↓

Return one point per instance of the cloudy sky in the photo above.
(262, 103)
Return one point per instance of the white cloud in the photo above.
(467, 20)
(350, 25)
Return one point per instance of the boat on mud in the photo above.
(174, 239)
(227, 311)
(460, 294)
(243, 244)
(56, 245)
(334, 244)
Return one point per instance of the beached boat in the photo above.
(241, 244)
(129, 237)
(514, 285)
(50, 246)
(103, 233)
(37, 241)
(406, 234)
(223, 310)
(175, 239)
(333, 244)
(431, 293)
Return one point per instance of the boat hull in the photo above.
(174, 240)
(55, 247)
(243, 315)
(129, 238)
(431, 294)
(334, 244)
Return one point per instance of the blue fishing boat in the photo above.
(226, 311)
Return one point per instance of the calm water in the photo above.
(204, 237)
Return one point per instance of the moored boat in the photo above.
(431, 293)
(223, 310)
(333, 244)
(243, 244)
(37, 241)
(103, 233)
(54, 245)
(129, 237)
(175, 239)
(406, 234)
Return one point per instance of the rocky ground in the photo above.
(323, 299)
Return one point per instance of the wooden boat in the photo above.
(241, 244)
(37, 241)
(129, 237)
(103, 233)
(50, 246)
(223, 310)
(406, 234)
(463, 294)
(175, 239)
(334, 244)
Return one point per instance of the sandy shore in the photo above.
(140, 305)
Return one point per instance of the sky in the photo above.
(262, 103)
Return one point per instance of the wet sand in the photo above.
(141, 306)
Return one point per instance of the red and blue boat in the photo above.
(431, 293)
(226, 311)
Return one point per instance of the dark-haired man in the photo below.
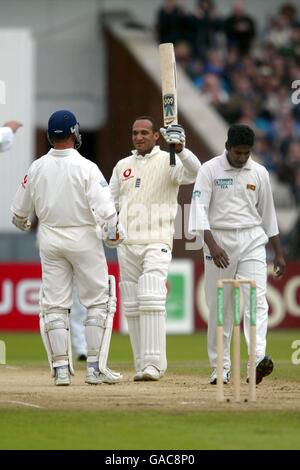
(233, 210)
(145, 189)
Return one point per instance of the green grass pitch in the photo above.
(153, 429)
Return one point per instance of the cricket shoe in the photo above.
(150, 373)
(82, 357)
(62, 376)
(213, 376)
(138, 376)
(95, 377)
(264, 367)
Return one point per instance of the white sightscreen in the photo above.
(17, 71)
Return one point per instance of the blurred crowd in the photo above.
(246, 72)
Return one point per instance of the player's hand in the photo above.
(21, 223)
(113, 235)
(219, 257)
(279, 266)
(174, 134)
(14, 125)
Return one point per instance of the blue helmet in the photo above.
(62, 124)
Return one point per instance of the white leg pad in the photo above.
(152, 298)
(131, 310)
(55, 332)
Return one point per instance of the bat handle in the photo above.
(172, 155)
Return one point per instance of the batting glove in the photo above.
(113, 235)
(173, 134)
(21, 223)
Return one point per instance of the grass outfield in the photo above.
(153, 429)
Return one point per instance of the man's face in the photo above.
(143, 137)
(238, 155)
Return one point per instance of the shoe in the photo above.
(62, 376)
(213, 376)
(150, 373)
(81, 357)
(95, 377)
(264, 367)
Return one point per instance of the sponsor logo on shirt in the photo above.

↑

Recast all of the material above as a numbered list with one line per item, and skip any blank lines. Leave out the pictures.

1. Return one point per instance of the cloudy sky in the photo above.
2. (262, 103)
3. Return one point per instance of the white cloud in the photo above.
4. (467, 20)
5. (350, 25)
6. Return one point per instance of the boat on mud in the photo above.
7. (174, 239)
8. (227, 311)
9. (460, 294)
10. (243, 244)
11. (56, 245)
12. (334, 244)
13. Return one point per instance of the beached boat in the photo above.
14. (241, 244)
15. (129, 237)
16. (514, 285)
17. (50, 246)
18. (103, 233)
19. (37, 241)
20. (406, 234)
21. (223, 310)
22. (175, 239)
23. (333, 244)
24. (431, 293)
25. Return one point per instance of the boat hull in the photo above.
26. (174, 240)
27. (55, 247)
28. (243, 315)
29. (129, 238)
30. (431, 294)
31. (334, 244)
32. Return one point per instance of the blue fishing boat in the photo above.
33. (226, 311)
34. Return one point per instance of the calm water in the photo above.
35. (204, 237)
36. Return one point per instance of the moored boat in the photo above.
37. (431, 293)
38. (223, 310)
39. (333, 244)
40. (243, 244)
41. (37, 241)
42. (103, 233)
43. (54, 245)
44. (129, 237)
45. (175, 239)
46. (406, 234)
47. Return one point per instance of the rocky ground in the photo above.
48. (323, 299)
49. Return one point per instance of the wooden boat in the photo above.
50. (241, 244)
51. (37, 241)
52. (129, 237)
53. (103, 233)
54. (50, 246)
55. (223, 310)
56. (406, 234)
57. (463, 294)
58. (175, 239)
59. (334, 244)
60. Return one point per instance of the sandy shore in the photo above.
61. (140, 305)
62. Return one point per instance of the sky in the photo above.
63. (262, 103)
64. Return one point per instance of the wet sand in the photo above.
65. (141, 306)
66. Return one point per instance of the red and blue boat in the photo above.
67. (431, 293)
68. (226, 311)
69. Return one point per instance of the dark-haired man in the photo below.
70. (233, 210)
71. (145, 189)
72. Return one point per instance of the green grass pitch in the photo above.
73. (153, 429)
74. Return one point per instance of the cricket shoe in the photo above.
75. (150, 373)
76. (82, 357)
77. (62, 376)
78. (213, 376)
79. (138, 376)
80. (95, 377)
81. (264, 367)
82. Return one point per instance of the white sightscreen in the photo above.
83. (17, 71)
84. Return one point per instance of the blurred crowd in the photo above.
85. (246, 72)
86. Return one point per instance of the player's hand in the photo above.
87. (21, 223)
88. (113, 235)
89. (219, 257)
90. (279, 266)
91. (174, 134)
92. (14, 125)
93. Return one point per instance of the blue helmet in the photo above.
94. (62, 124)
95. Return one point per instance of the white leg pad in the photo above.
96. (152, 298)
97. (131, 310)
98. (55, 332)
99. Return one point per instance of the bat handle in the photo above.
100. (172, 155)
101. Return one point per instance of the batting glove in the photo above.
102. (113, 235)
103. (173, 134)
104. (21, 223)
105. Return one point per instance of the grass outfield in the photo above.
106. (153, 429)
107. Return one point per instance of the man's face in the photo above.
108. (143, 137)
109. (238, 155)
110. Return one point per instance of the shoe in the photo above.
111. (62, 376)
112. (213, 376)
113. (150, 373)
114. (81, 357)
115. (95, 377)
116. (264, 367)
117. Return one point per instance of the sponsor logo on shirt in the photo above.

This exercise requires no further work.